— Задания —
(a) Кто, согласно тексту о выставке «Принцип красного», написал черно-красный портрет Макаревича, у которого гости делали первые селфи?
(b) Допишите текст о выставке «Принцип красного», начав сразу после его последней реплики.

— Текст —
★ ★ ★

Все в очень красных будоражащих тонах. Тревожных ноток добавляли, как в романе Стендаля, сочные мазки черного. И даже белый цвет – основа любой живописи – на этом кумачово-мрачном фоне пульсировал нервными всполохами. Первые сэлфи гости радостно делали с «выставлянтами» на фоне черно-красного автопортрета Макаревича. Начались расспросы. «Ну, я же не с ума сошел, чтобы самого себя рисовать, я же не Рембранд», - огорошил всех веселый Макар, предлагая гостям пригубить красненького – в концепт с цветом выставочного настроения, стало быть. То есть это аванградистка Решетникова, ради оказии, отошла от собственных абтсракционистких принципов и напринтовала вполне себе обложечный лик рок-музыканта. Во всем остальном она была в высшей степени авангардна – мазки, кляксы, пятна, разводы, дуги, точки, запятые…
Работы Макаревича на этом фоне выделялись, конечно, большей конкретностью гипертрофированных фигур – человечьих, кошачьих. Да, кошек он по-прежнему любит. «Это тоже абстракция?», - глуповато интересовались иные не очень посвященные в нюансы живописных жанров гости.
- Я крайне далек от искусстоведческих полей, - терпеливо и, как мне показалось, с ноткой снисходительности отвечал Андрей, - очень не люблю некую классификацию, раскладывать – это рок, это поп, это у нас абстракция, это передвижники. Для себя я все определяю по тому, насколько мне что-то близко или нравится. Поскольку я получил хорошее образование, то считаю, что не очень субъективен - в том смысле, что могу отличить работы достойные от малоинтересных. И балерина – не абстракционизм, а вполне конкретный образ: ноги, руки, голова...
- А «Принцип красного» - это революция?
- Ужасно свойственно людям, а в особенности, по всей видимости, советским, российским, вкладывать какой-то конкретный смысл в абстрактные понятия. Если его там нет, то они его ищут, выдумывают и все-равно приклеивают. Для меня красное – это просто цвет. И черное для меня просто цвет. Я не ищу ассоциаций, связанных с какими-то понятиями – бунтарство, революция…
- Просто время такое – нервное, волатильное, как пугливо выражаются во власти. Враги, понимешь, кругом - тараканами из щелей, революция, особенно, когда школьники на Пушке развешивают веселенькие кроссовки по деревьям… Коммунисты, опять же, портят отчетность по выборам. И тут еще ты – со своим «Принципом красного»

★ ★ ★

Исходные материалы:
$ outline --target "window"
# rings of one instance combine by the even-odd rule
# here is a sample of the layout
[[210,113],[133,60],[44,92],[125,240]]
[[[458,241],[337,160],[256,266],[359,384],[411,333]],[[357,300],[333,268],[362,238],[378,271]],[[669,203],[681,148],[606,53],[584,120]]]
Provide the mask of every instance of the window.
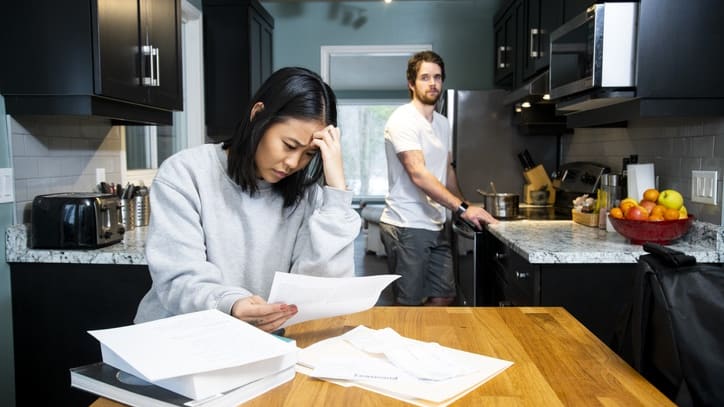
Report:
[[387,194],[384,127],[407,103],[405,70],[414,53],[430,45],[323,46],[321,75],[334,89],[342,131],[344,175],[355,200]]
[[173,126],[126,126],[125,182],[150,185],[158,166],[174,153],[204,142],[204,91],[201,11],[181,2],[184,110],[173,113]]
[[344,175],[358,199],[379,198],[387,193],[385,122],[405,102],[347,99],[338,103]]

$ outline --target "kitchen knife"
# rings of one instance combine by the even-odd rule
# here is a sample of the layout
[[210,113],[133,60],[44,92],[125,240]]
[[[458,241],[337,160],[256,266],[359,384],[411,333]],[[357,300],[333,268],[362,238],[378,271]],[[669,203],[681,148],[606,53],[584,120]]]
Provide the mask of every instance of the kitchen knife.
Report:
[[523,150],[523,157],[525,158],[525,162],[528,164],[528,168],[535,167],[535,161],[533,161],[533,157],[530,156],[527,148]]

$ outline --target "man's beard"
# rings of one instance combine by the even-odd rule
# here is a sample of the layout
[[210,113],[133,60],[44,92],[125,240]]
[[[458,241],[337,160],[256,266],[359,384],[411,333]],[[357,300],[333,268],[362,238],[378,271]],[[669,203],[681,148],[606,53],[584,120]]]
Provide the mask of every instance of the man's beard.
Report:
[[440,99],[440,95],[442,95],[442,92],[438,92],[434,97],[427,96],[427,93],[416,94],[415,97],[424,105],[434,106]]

★ ★ ★

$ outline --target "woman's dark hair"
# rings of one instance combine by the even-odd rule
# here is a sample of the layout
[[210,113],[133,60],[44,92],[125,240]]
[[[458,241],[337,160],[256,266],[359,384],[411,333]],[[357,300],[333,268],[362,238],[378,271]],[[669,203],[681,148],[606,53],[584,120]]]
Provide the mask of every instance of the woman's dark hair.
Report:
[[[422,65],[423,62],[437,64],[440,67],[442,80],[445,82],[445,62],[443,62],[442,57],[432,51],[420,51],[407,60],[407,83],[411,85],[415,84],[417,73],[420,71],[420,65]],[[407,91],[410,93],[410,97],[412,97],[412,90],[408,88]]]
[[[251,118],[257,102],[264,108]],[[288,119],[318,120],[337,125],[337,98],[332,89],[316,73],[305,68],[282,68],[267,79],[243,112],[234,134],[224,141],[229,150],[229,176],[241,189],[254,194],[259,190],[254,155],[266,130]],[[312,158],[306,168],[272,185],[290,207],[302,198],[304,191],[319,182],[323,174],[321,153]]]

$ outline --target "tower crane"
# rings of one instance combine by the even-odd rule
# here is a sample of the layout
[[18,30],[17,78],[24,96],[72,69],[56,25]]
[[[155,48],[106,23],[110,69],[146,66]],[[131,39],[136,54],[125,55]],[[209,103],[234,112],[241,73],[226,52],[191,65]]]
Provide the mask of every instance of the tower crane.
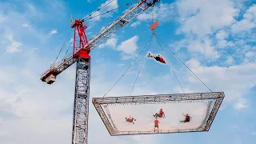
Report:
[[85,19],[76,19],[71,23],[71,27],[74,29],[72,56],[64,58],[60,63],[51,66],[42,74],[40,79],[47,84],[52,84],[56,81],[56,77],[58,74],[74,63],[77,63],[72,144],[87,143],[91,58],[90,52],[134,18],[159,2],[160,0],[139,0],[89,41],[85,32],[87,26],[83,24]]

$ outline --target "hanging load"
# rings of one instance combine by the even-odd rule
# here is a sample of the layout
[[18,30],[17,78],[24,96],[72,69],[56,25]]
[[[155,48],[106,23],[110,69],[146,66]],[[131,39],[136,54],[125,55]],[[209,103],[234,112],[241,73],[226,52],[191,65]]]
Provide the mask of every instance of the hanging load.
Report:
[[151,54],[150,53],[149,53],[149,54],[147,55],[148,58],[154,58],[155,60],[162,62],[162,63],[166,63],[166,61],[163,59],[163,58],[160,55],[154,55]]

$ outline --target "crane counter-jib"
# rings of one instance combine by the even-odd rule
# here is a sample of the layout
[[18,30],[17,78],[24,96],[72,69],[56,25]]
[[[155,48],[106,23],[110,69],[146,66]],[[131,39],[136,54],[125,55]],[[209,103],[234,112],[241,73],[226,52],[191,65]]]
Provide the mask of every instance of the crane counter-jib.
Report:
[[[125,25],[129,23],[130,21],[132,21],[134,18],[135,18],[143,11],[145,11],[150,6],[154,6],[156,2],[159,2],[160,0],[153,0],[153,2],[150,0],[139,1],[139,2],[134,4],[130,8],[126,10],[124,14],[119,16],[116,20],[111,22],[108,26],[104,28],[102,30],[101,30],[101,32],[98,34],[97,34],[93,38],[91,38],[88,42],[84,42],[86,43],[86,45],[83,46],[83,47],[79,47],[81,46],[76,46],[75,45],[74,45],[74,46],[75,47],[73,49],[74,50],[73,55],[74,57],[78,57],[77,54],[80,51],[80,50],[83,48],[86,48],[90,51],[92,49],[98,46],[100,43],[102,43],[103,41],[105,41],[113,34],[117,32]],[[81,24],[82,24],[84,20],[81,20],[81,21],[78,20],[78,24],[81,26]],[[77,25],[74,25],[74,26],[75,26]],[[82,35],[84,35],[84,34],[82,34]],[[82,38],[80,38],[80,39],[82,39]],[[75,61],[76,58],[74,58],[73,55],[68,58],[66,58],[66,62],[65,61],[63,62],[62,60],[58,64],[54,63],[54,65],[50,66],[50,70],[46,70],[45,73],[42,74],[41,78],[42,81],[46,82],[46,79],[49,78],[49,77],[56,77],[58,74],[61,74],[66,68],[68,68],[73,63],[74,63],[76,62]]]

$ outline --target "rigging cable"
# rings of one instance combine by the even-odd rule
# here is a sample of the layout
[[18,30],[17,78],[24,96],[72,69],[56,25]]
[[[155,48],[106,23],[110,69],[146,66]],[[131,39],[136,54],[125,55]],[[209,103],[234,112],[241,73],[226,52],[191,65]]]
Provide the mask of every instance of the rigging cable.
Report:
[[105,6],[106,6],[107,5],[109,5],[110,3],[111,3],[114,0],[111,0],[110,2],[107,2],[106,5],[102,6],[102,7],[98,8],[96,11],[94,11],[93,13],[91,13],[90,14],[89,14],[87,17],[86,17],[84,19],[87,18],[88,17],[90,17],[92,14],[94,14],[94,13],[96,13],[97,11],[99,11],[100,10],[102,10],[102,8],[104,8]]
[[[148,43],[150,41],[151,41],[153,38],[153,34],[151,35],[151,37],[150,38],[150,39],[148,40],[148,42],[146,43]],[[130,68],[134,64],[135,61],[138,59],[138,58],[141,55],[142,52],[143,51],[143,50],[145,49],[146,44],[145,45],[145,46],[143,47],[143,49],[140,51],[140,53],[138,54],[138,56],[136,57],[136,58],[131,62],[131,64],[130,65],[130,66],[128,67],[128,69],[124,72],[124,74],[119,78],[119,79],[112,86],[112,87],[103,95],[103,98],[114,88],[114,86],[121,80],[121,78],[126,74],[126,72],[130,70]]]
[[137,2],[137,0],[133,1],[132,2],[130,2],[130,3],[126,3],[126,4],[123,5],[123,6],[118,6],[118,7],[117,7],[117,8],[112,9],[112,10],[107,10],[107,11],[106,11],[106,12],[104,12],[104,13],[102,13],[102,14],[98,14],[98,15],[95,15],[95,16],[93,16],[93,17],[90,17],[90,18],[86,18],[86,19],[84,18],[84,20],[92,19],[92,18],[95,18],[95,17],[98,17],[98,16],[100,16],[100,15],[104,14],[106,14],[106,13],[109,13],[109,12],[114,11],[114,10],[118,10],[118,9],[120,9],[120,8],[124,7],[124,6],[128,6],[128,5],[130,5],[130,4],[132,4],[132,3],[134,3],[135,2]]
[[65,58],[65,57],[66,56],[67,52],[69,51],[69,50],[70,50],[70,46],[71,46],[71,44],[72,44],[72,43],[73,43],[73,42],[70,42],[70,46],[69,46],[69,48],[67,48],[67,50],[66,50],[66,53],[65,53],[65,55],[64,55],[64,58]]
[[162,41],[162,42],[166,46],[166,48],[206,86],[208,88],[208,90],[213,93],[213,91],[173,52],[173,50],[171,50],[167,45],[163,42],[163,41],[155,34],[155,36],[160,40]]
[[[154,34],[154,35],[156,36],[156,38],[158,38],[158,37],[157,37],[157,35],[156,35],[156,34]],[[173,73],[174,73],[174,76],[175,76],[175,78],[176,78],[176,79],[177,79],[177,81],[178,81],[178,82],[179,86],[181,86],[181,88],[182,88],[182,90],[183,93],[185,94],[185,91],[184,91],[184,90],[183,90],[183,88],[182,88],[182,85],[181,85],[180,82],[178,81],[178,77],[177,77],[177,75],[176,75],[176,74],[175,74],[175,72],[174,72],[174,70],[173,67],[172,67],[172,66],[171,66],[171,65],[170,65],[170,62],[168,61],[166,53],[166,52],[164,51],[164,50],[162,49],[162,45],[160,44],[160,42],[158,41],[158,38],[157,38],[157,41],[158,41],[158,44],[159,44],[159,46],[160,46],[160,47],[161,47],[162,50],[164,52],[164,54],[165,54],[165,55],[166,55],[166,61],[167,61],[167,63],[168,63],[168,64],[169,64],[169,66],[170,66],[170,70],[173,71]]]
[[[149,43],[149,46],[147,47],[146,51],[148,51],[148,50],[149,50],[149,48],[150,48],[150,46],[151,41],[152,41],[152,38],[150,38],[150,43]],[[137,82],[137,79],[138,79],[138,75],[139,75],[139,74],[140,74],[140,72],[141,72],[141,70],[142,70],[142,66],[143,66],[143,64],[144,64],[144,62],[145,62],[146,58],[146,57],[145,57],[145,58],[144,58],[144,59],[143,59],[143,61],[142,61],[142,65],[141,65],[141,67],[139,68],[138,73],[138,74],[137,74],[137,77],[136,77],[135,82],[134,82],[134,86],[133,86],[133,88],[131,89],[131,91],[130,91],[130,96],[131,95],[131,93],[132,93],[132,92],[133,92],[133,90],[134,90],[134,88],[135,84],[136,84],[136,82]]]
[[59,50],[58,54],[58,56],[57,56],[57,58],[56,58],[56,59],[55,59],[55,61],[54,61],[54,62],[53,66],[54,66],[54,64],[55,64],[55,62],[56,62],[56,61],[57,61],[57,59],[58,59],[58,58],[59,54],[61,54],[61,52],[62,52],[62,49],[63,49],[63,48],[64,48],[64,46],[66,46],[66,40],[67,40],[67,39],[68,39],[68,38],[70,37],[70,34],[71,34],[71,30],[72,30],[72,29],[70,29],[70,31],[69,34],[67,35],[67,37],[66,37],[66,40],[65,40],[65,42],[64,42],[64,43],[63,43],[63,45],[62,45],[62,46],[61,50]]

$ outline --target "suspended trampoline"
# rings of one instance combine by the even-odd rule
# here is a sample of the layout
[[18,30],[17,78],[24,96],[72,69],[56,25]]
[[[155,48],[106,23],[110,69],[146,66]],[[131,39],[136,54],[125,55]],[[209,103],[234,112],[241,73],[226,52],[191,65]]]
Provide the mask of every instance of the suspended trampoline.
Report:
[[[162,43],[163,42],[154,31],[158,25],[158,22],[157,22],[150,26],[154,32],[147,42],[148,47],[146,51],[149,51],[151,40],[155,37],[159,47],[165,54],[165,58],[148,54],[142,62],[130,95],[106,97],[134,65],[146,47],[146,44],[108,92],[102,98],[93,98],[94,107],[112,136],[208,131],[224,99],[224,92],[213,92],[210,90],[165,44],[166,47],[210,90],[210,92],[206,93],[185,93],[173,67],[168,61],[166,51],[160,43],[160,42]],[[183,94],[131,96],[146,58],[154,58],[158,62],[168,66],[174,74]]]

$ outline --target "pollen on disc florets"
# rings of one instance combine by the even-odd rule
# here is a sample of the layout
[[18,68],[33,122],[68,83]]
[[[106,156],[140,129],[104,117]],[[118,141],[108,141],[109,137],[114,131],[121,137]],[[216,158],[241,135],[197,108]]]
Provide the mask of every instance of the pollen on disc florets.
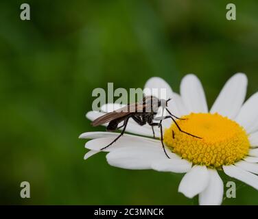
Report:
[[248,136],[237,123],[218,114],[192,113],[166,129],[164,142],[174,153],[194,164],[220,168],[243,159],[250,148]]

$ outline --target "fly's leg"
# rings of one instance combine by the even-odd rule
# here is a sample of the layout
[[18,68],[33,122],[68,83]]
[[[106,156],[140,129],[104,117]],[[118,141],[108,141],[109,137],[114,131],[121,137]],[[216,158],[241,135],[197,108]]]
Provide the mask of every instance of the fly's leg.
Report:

★ ★ ★

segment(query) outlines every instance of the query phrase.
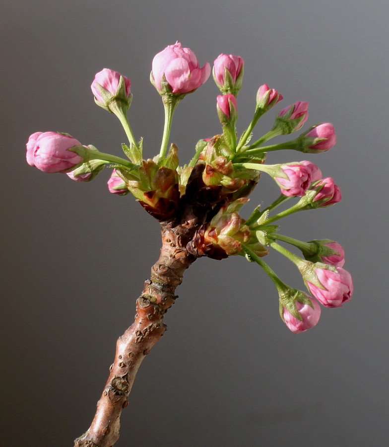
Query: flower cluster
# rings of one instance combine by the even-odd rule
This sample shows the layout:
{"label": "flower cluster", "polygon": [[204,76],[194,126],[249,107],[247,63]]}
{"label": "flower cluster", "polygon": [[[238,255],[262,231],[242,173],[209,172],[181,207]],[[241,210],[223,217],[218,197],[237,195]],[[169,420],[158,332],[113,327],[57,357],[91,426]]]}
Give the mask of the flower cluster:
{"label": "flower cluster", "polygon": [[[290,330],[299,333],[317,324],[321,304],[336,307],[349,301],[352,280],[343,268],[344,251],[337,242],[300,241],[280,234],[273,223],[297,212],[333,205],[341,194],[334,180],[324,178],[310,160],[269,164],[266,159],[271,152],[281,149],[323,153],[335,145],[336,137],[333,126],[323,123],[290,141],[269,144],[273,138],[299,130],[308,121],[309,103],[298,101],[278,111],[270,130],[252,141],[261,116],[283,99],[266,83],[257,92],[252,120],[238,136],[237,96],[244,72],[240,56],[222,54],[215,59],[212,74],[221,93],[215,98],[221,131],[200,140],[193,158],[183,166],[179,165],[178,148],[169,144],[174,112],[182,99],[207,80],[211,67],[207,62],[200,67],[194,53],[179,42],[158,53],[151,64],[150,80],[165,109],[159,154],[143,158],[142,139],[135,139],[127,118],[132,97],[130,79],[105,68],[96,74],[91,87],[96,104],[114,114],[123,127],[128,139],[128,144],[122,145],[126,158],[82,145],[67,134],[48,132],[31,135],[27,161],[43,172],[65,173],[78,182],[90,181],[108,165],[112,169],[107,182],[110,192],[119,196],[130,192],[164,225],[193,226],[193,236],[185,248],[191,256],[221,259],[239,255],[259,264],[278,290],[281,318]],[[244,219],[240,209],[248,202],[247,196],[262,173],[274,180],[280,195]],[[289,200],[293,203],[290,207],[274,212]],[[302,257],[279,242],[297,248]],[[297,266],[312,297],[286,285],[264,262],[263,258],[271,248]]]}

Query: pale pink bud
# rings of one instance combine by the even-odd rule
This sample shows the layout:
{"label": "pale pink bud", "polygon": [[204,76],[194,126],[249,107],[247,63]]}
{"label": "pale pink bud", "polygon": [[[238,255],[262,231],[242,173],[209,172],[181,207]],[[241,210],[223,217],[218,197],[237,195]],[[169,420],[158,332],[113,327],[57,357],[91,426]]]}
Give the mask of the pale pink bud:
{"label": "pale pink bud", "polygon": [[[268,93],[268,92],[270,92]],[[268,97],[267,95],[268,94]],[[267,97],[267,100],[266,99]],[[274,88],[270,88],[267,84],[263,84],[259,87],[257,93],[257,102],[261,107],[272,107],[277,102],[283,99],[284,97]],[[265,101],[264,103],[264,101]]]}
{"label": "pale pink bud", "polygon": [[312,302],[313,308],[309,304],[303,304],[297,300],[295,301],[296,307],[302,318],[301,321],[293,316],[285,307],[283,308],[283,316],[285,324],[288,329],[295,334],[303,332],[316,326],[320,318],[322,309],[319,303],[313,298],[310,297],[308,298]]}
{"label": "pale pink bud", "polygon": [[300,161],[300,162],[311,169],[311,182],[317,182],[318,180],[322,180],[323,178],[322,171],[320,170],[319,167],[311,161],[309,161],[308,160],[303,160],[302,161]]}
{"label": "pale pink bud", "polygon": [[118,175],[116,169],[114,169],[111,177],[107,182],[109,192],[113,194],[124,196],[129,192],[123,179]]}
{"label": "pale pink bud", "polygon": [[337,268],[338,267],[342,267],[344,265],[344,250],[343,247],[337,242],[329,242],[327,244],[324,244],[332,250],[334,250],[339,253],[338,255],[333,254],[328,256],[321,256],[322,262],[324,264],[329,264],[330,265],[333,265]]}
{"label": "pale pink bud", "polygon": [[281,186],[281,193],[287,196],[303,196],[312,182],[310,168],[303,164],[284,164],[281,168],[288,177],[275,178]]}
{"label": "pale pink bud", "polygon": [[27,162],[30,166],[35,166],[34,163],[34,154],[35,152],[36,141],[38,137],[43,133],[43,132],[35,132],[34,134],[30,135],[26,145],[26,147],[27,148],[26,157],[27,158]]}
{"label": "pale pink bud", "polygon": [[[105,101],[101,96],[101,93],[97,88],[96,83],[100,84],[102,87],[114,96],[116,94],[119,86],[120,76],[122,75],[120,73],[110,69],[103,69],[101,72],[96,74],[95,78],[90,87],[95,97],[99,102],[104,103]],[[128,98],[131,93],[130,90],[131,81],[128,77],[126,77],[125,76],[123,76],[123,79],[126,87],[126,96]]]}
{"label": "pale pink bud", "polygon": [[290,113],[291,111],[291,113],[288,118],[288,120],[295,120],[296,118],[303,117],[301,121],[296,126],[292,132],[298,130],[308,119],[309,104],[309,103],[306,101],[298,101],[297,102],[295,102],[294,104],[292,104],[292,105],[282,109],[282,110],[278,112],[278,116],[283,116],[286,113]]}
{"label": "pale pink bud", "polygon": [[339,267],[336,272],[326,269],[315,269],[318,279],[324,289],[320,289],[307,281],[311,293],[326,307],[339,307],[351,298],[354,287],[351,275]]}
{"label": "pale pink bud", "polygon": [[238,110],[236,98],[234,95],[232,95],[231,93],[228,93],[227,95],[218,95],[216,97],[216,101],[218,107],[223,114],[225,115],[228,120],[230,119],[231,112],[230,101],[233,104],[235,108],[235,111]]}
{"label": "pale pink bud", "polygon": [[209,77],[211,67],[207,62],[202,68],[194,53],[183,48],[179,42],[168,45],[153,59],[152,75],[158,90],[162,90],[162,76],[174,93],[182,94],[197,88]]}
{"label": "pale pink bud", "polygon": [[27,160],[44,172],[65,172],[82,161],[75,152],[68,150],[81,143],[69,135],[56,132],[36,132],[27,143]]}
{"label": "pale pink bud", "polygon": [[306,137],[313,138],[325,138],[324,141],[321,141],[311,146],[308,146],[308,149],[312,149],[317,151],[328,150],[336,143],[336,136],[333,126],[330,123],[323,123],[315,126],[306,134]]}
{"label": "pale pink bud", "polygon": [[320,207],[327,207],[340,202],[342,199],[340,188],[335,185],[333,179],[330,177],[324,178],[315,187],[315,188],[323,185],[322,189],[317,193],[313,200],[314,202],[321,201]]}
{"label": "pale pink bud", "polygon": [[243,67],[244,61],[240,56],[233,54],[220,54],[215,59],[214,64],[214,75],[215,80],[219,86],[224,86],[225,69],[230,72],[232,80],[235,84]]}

★ ★ ★

— Ответы —
(a) Авангардистка Решетникова.

(b)
- Вообще это Алла (Решетникова) предложила. Но я в принципе люблю сочетание белого и красного, белого и черного…
- Стендаль тоже уважал… Слава Зайцев, гуру советской моды – излюбленная его «святая троица»: черный, белый, красный. Классика!
- Да. Ну, потому что хорошее сочетание.
- Смотрю, ты развесил целый пантеон шелковых красно-бело-черных балерин. А это почему?
- Опять! Не знаю! Я целиком и полностью выключаю голову, когда рисую. Подношу руку к бумаге и за секунуду еще не знаю, что я нарисую. Жду, что бумага мне подскажет.
- И она подсказала, значит, балерину?
- Да.
- Но это абстрактная балерина, или модель позировала?
- Никакая не модель. Никогда не рисовал балерин с натуры.
- А похожа на Волочкову. Да, мощными ногами… На бунтующую в красно-черно-белой гамме Волочкову… Прямо ее образ…
- Нет, упаси Господь.
- В своей новейшей песенной зарисовке, или, скорее, ремарке, на высказывание первого лица на Валдайском форуме, где он собрался в рай, а врагам напророчил ад, ты, кажется, несколько сомневаешься в однозначности такого исхода? Даже утверждаешь, что и архангелы на входе в рай этого не допустит…
- Высказывание, скажем так, странное, если оставаться в рамках политкорректности.
- Ну, в песне ты был менее политкорректен, матерился, аки заправский Шнур…
- Мое высказывание называют где-то хамским. Я совершенно не считаю его хамским, потому что, если говорить об обращении к президенту, то я его там называю и «молодцом», и «красавцем». Больше никак! А остальное, в общем, не про него. Что мне не свойственно в этой жизни, так это хамство.
- А куда, как ты думаешь, сам попадешь – в рай или в ад?
- Думаю, что рай – сильно абстрактное понятие.
- Да, в песне ты очень наглядо обрисовал это на примере с шахидами…
- И ад – тоже очень абстрактное понятие. Мы ничего не знаем о том, что нас ждет после смерти, но ожидать каких-то лубочных картинок в виде розовых ангелов на качелях и чертей с копытами, козьими рогами и вилами – несколько несерьезно для взрослых людей.
- Но твоя, как всегда, изящная Эзопова фигура речи и беспощадная сатира, плохо скрытая под личиной меланхоличной иронии, обрисовала, скорее, картину тотального ада, не так ли?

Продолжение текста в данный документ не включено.